— start of Information shown —

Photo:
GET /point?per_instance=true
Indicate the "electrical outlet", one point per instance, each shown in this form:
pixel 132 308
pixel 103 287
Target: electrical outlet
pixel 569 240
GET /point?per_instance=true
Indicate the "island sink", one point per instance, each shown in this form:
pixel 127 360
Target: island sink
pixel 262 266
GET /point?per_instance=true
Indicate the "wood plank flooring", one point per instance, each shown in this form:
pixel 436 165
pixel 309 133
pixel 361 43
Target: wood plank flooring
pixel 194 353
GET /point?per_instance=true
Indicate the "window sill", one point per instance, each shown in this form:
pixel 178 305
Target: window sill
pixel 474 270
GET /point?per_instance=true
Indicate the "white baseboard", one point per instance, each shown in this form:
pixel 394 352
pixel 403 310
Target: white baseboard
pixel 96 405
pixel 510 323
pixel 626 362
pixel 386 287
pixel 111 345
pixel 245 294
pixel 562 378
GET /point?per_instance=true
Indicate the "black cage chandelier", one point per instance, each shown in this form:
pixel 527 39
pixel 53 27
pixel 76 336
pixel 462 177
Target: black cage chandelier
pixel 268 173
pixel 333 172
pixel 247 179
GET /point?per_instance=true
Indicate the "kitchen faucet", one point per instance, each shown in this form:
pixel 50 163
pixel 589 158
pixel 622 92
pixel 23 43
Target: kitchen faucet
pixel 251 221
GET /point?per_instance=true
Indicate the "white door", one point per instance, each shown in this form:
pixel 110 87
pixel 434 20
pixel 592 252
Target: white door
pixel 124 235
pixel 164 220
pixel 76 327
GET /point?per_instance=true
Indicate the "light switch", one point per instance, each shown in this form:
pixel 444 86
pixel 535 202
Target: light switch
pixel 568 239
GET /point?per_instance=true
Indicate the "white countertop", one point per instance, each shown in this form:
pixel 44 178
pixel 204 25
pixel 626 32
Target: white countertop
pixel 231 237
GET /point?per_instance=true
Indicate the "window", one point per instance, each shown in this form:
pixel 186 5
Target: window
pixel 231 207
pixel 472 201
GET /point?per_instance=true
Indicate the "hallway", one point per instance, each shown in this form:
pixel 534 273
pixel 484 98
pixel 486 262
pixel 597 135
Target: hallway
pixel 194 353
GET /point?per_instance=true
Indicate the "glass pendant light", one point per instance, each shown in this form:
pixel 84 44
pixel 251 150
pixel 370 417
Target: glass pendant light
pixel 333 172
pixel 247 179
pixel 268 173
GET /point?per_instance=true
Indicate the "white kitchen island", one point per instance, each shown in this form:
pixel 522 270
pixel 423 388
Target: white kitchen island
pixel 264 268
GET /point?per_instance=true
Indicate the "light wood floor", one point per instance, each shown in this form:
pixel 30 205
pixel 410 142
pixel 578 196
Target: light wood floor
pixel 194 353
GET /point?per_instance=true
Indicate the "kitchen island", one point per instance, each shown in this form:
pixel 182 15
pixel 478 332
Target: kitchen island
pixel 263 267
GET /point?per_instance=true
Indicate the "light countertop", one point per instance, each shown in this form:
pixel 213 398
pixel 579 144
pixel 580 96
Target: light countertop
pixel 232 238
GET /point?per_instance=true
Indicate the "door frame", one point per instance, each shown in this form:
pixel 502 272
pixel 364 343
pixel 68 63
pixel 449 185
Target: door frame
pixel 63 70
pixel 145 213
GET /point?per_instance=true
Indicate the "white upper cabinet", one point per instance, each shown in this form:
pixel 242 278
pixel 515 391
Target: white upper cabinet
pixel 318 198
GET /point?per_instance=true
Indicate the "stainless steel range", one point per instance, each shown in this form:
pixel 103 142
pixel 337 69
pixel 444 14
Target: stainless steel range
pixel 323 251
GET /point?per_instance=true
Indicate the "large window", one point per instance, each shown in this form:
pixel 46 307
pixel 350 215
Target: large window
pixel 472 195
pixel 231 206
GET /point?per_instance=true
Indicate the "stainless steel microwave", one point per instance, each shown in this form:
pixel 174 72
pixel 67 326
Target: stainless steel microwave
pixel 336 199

— end of Information shown —

From the records above, please extract every line and repeat it exactly.

### Solved exercise
Photo:
GET /point?per_instance=true
Indicate the "electrical outlet", one point per instance, each shown in this form:
pixel 132 308
pixel 103 287
Target: electrical outlet
pixel 569 240
GET /point?per_instance=true
Indicate the "island sink", one point per instance, each shown in this form:
pixel 127 360
Target: island sink
pixel 262 266
GET /point?per_instance=true
Indicate the "wood plank flooring", one point per instance, each shown in this form:
pixel 436 165
pixel 309 133
pixel 361 43
Target: wood plank flooring
pixel 194 353
GET /point?per_instance=true
Indicate the "window sill", one point per instance, each shown in this form:
pixel 178 305
Target: window sill
pixel 474 270
GET /point?per_instance=true
Indicate the "white baseboard", one point per instance, each shown in this form:
pixel 394 352
pixel 403 310
Target: white baseboard
pixel 96 405
pixel 510 323
pixel 626 362
pixel 386 287
pixel 111 345
pixel 245 294
pixel 562 378
GET /point?per_instance=true
Indicate the "black cage chandelier", one point per instance, each shown in this form:
pixel 527 39
pixel 53 27
pixel 76 336
pixel 462 177
Target: black cage chandelier
pixel 268 173
pixel 333 172
pixel 247 179
GET /point?per_instance=true
Indicate the "kitchen faucet", one point per instance, each shown in this form:
pixel 50 163
pixel 589 158
pixel 622 92
pixel 23 43
Target: kitchen faucet
pixel 251 221
GET /point?per_instance=true
Indicate the "white door", one point per instance, each shown in this form:
pixel 110 87
pixel 434 20
pixel 592 252
Target: white door
pixel 124 235
pixel 164 220
pixel 76 327
GET /point?per_instance=true
Indicate the "light switch", one point per instance, each shown in this form:
pixel 444 86
pixel 535 202
Target: light switch
pixel 568 239
GET /point?per_instance=true
Indicate the "white countertop", one point per instance, each shown in this form:
pixel 44 178
pixel 204 25
pixel 626 32
Target: white countertop
pixel 231 237
GET /point?per_instance=true
Indicate the "window", one point per instance, each shown in this form:
pixel 186 5
Target: window
pixel 231 207
pixel 472 201
GET /point?per_instance=true
Indicate the "hallway", one point per instance, each shown in this form:
pixel 534 273
pixel 484 98
pixel 486 262
pixel 597 135
Target: hallway
pixel 194 353
GET /point?per_instance=true
Indicate the "glass pendant light", one point per instance, each shown in this form:
pixel 84 44
pixel 251 150
pixel 370 417
Target: glass pendant light
pixel 333 172
pixel 247 179
pixel 268 173
GET /point?per_instance=true
Indicate the "white kitchen island", one point per instance, each shown in this form:
pixel 522 270
pixel 423 388
Target: white kitchen island
pixel 264 268
GET /point?per_instance=true
Indicate the "light wood floor", one point per instance, each shown in this form:
pixel 30 205
pixel 410 142
pixel 578 196
Target: light wood floor
pixel 194 353
GET /point?per_instance=true
Indicate the "kitchen island", one point per instance, each shown in this form:
pixel 182 15
pixel 478 332
Target: kitchen island
pixel 263 267
GET /point?per_instance=true
Indicate the "light countertop", one point per instance, each shown in this form:
pixel 213 398
pixel 579 144
pixel 580 96
Target: light countertop
pixel 232 238
GET /point?per_instance=true
Indicate the "door frame", one point per instance, each shown in this form:
pixel 502 272
pixel 364 343
pixel 68 63
pixel 449 185
Target: door frame
pixel 63 70
pixel 145 213
GET /point?per_instance=true
Indicate the "white upper cabinet", one point per instance, each shown in this form:
pixel 242 278
pixel 515 391
Target: white upper cabinet
pixel 318 198
GET /point?per_instance=true
Indicate the "stainless steel range", one point per instance, each shown in this form:
pixel 103 142
pixel 337 69
pixel 444 14
Target: stainless steel range
pixel 323 251
GET /point?per_instance=true
Indicate the "large window", one point per instance, each shown in this form:
pixel 46 307
pixel 350 215
Target: large window
pixel 472 195
pixel 231 206
GET /point?per_instance=true
Indicate the "stainless steel microwave", one point per instance, each shown in this form:
pixel 174 72
pixel 67 326
Target: stainless steel microwave
pixel 336 199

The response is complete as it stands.